- [PASSAGE SHOWN]:
:::::
Lorkino v Lorkino [2024] KECA 911 (KLR) | Extension Of Time To Appeal | Esheria

Lorkino v Lorkino [2024] KECA 911 (KLR)

Full Case Text

Lorkino v Lorkino (Civil Application E017 of 2024) [2024] KECA 911 (KLR) (26 July 2024) (Ruling)

Neutral citation: [2024] KECA 911 (KLR)

Republic of Kenya

In the Court of Appeal at Eldoret

Civil Application E017 of 2024

FA Ochieng, JA

July 26, 2024

Between

Loriam Lorkino

Applicant

and

Lingakwang Lorkino

Respondent

(An application for leave to appeal out of time from the judgment of the Environment and Land Court at Kitale (Mwangi Njoroge, J.) delivered on 24th September 2018 in ELC Case No. 134 of 2016 Land Case 134 of 2016 )

Ruling

1. The application before me is dated 30th January 2024. It is an application for leave to appeal out of time, in respect to the Judgment which was delivered on 24th September 2018. The application is supported by the applicant’s affidavit.

2. In order to have a clear perspective of the application, it is necessary to take note of the history of the case.

3. The respondent is a blood brother of the applicant. He instituted proceedings against the applicant through a plaint dated 5th September 2016. The respondent’s prayers in the plaint were for the issuance of a declaration that the applicant held the title of the suit property in trust for both the applicant and the respondent.

4. Therefore, the respondent asked the court to order that the said suit property, L.R. No. West Pokot/Chepareria/83 be subdivided between the 2 brothers.

5. The court did grant a judgment in favour of the respondent, who then set in motion, the process of execution.

6. It was the applicant’s case that the trial court had ignored the fact that the respondent had not served him. He said that it was only when surveyors went onto the suit property, with the intention of subdividing it, that he became aware of the suit.

7. Having become aware of the judgment, the applicant canvassed an application to set aside the judgment.

8. On 24th November 2022, the court delivered its Ruling, in which it set aside the judgment, but the costs of the application were awarded to the respondent. The said “throw away” costs, of Kshs. 70,000/= were ordered to be paid within 14 days. The court further ordered the applicant to comply with the provisions of Order 11 of the Civil Procedure Rules, by filing and serving his bundle of documents within 21 days.
:::::
- [STATED EXERCISE]:
Decide whether each statement agrees with the court ruling, answering yes or no and quoting the words of the ruling that settle it. 1. The application for leave to appeal out of time is dated 30th January 2024. 2. The respondent is a cousin of the applicant. 3. The "throw away" costs had to be paid within 21 days.
:::::
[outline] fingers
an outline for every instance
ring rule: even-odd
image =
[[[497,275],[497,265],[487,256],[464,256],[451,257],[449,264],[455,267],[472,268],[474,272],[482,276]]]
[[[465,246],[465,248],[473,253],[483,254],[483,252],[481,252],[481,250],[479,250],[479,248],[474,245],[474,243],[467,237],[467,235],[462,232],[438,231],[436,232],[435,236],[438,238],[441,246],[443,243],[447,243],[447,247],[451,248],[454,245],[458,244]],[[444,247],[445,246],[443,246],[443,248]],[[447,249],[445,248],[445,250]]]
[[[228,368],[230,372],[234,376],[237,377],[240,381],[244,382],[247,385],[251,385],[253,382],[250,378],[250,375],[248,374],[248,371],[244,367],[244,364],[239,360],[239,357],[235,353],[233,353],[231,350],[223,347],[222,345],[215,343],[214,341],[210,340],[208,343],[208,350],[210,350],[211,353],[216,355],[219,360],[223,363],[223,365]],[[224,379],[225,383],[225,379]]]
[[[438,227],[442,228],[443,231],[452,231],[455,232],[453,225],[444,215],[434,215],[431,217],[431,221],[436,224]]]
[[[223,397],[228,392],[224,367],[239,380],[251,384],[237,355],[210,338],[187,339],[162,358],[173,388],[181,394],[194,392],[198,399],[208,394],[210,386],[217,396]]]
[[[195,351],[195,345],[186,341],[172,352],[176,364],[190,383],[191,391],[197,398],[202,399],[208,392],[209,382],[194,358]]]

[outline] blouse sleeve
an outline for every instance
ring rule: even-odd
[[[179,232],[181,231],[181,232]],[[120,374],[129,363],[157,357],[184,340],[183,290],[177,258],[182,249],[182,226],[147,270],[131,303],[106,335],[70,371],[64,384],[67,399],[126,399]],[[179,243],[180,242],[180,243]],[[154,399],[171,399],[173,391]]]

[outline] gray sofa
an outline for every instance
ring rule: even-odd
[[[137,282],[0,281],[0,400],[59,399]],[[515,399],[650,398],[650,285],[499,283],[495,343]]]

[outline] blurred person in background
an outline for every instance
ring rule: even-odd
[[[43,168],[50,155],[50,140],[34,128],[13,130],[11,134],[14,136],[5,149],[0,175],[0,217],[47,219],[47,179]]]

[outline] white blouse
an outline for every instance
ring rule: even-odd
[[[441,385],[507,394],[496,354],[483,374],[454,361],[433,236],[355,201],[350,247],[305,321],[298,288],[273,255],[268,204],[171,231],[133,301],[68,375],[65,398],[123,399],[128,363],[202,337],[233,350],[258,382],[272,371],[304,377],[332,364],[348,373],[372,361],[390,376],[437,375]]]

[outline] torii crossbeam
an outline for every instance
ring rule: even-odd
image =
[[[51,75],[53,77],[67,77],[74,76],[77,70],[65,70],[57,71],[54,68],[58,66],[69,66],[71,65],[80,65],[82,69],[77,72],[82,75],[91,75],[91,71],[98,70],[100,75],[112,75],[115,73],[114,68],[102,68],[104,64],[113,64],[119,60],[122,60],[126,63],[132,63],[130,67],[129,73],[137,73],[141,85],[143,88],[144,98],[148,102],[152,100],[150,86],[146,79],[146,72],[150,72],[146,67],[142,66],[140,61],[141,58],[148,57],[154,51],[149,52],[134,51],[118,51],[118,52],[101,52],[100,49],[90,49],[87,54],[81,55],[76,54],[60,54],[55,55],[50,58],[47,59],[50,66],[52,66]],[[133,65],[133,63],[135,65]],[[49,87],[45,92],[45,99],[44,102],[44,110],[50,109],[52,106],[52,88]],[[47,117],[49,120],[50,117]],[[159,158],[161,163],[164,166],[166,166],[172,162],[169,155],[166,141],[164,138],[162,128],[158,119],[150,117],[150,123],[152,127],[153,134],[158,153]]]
:::::
- [SOLUTION FOR THIS EXERCISE]:
1. Yes: "The application before me is dated 30th January 2024."
2. No: "The respondent is a blood brother of the applicant."
3. No: "The said “throw away” costs, of Kshs. 70,000/= were ordered to be paid within 14 days."